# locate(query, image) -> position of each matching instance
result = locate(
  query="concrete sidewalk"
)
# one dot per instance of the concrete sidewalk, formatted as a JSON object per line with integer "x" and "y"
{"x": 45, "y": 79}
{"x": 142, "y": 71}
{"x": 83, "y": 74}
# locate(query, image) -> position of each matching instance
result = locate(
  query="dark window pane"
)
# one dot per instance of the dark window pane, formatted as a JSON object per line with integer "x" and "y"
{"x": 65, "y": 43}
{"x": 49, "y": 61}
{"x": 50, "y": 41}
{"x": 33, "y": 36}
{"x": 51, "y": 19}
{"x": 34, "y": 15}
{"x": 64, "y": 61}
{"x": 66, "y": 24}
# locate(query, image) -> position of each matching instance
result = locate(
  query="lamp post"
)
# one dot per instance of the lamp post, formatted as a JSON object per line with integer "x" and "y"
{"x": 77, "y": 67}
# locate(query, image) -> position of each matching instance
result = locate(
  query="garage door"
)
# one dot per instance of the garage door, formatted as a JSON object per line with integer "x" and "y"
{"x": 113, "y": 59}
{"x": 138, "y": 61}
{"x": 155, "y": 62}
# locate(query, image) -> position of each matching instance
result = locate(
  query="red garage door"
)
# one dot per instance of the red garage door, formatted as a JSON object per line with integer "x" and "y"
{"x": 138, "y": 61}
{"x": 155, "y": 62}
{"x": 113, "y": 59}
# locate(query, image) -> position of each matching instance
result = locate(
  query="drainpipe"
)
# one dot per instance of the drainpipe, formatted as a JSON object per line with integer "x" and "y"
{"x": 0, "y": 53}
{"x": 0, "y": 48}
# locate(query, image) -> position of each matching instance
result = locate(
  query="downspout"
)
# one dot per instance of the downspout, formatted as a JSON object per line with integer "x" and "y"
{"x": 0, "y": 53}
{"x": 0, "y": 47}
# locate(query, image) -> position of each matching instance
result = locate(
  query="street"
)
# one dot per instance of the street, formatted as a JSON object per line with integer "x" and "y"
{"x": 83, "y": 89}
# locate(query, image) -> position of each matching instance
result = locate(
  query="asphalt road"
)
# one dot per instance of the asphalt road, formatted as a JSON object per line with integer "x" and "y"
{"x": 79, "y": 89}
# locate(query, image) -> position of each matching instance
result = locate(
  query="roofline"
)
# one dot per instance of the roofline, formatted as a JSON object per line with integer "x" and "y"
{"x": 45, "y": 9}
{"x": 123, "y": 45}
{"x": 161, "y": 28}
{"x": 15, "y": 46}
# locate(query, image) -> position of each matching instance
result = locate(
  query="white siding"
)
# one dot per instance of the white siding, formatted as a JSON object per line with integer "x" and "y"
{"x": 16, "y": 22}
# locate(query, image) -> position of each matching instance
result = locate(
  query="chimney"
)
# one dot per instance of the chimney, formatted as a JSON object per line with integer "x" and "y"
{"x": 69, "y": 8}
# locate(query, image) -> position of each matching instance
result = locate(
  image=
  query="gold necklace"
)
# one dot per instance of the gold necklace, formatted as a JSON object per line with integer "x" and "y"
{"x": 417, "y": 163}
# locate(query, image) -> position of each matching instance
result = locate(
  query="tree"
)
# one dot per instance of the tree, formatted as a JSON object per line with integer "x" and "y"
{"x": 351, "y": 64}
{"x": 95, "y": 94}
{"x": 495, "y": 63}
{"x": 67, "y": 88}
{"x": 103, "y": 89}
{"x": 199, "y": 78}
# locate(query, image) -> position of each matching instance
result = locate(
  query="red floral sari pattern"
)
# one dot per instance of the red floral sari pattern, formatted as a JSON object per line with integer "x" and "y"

▬▬▬▬▬▬▬▬▬▬

→ DESCRIPTION OF THE TASK:
Retype the whole listing above exactly.

→ ANSWER TO THE PROBLEM:
# locate(query, image) -> position of each matching instance
result = locate(
  query="concrete sidewalk"
)
# one dot per instance of the concrete sidewalk, formatted as a JSON object per line with integer "x" and "y"
{"x": 45, "y": 79}
{"x": 142, "y": 71}
{"x": 83, "y": 74}
# locate(query, image) -> position of each matching instance
result = locate(
  query="dark window pane"
)
# one dot per instance of the dark window pane, formatted as a JSON object per line with integer "x" and "y"
{"x": 65, "y": 43}
{"x": 49, "y": 61}
{"x": 50, "y": 41}
{"x": 33, "y": 36}
{"x": 51, "y": 19}
{"x": 34, "y": 15}
{"x": 64, "y": 61}
{"x": 66, "y": 24}
# locate(query, image) -> position of each matching instance
result = locate(
  query="lamp post"
)
# one dot per instance of the lamp post, formatted as a JSON object per line with integer "x" and "y"
{"x": 77, "y": 67}
# locate(query, image) -> position of each matching instance
result = locate(
  query="garage door"
)
# one dot per instance of the garage door, formatted as a JSON object per line with integer "x" and "y"
{"x": 113, "y": 59}
{"x": 138, "y": 61}
{"x": 155, "y": 62}
# locate(query, image) -> position of each matching instance
result = locate(
  query="red garage door"
)
# one dot per instance of the red garage door, formatted as a JSON object per line with integer "x" and "y"
{"x": 138, "y": 61}
{"x": 155, "y": 62}
{"x": 113, "y": 59}
# locate(query, image) -> position of each matching instance
result = locate(
  query="drainpipe"
)
# one dot per instance of the drainpipe, formatted as a JSON object per line with integer "x" and "y"
{"x": 0, "y": 53}
{"x": 0, "y": 48}
# locate(query, image) -> position of each matching instance
result = locate(
  query="downspout"
)
# one dot per instance of the downspout, formatted as a JSON object per line with integer "x" and "y"
{"x": 0, "y": 53}
{"x": 0, "y": 47}
# locate(query, image) -> position of each matching instance
result = locate(
  query="street"
)
# one dot per instance of the street, formatted as a JSON object per line with integer "x" and "y"
{"x": 83, "y": 89}
# locate(query, image) -> position of each matching instance
result = locate(
  query="asphalt road"
)
# one dot per instance of the asphalt road, formatted as a JSON object per line with integer "x" and "y"
{"x": 79, "y": 89}
# locate(query, image) -> position of each matching instance
result = locate(
  query="roofline"
)
# one dot per instance of the roofline, formatted as a JSON object per line with integer "x" and "y"
{"x": 45, "y": 9}
{"x": 123, "y": 45}
{"x": 161, "y": 28}
{"x": 15, "y": 46}
# locate(query, image) -> position of each matching instance
result = locate(
  query="white siding"
)
# one dot per instance of the white siding, formatted as a JSON object per line with integer "x" and "y"
{"x": 16, "y": 22}
# locate(query, image) -> position of each matching instance
result = locate(
  query="chimney"
)
# one dot per instance of the chimney, formatted as a JSON object per line with integer "x" and "y"
{"x": 69, "y": 8}
# locate(query, image) -> position of each matching instance
result = locate(
  image=
  query="gold necklace"
)
# one dot per instance of the gold necklace, formatted as a JSON object per line with integer "x" and "y"
{"x": 417, "y": 163}
# locate(query, image) -> position of each matching instance
result = locate(
  query="tree"
)
# one dot per instance of the tree, formatted as a JSON object per line with integer "x" and "y"
{"x": 351, "y": 64}
{"x": 95, "y": 94}
{"x": 495, "y": 63}
{"x": 67, "y": 88}
{"x": 103, "y": 89}
{"x": 199, "y": 78}
# locate(query, image) -> position of each matching instance
result = locate(
  query="red floral sari pattern"
)
# one dot per instance of the red floral sari pattern, formatted as a JSON object per line with integer "x" and "y"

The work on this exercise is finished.